# WRITTEN INSTRUCTION
Express the entries below as a two-column CSV with the columns instruction and points, one row per entry, each value in a single quoted field with line breaks replaced by spaces. Include only the stretch from the line containing "In the photo above, each instance of the dark" through the end of the entries.

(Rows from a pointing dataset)
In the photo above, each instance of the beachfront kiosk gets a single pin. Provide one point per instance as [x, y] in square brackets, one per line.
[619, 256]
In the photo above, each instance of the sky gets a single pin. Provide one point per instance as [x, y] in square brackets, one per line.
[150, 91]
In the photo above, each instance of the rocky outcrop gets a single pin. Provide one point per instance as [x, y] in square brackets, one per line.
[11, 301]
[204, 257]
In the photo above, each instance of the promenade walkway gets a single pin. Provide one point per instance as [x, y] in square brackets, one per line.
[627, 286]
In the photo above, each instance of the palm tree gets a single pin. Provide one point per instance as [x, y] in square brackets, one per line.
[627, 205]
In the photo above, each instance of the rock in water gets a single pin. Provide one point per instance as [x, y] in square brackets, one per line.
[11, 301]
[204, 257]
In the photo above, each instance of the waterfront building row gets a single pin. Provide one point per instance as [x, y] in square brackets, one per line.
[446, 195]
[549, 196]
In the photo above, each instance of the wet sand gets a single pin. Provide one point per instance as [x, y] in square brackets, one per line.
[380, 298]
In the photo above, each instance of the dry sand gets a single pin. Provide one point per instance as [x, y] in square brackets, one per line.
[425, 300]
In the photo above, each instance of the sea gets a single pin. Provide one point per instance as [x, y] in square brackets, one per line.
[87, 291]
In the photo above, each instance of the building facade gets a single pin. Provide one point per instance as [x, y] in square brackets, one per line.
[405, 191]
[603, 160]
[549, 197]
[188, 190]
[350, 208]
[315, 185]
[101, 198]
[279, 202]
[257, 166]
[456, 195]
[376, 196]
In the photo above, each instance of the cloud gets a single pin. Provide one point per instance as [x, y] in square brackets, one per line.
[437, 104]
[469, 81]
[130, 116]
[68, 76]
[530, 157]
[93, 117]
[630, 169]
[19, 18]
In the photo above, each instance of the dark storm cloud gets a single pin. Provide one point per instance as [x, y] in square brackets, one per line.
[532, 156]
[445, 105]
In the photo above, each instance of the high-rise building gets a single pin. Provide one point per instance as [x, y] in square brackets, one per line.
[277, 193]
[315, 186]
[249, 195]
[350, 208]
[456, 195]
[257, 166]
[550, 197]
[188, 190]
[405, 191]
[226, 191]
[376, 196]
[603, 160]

# SOLUTION FOR THIS PROBLEM
instruction,points
"In the photo above, each instance of the dark storm cloud gets a single pin. Provide one point per instance as [x, y] in square brackets, one per line.","[532, 156] [445, 105]"
"In the photo above, each instance of the high-rise building gets a single pin. Provide one point per instance as [x, y] in square brackets, one per line.","[277, 193] [315, 186] [249, 195] [350, 208] [456, 195] [257, 166] [550, 197] [188, 190] [405, 191] [226, 191] [376, 196] [603, 160]"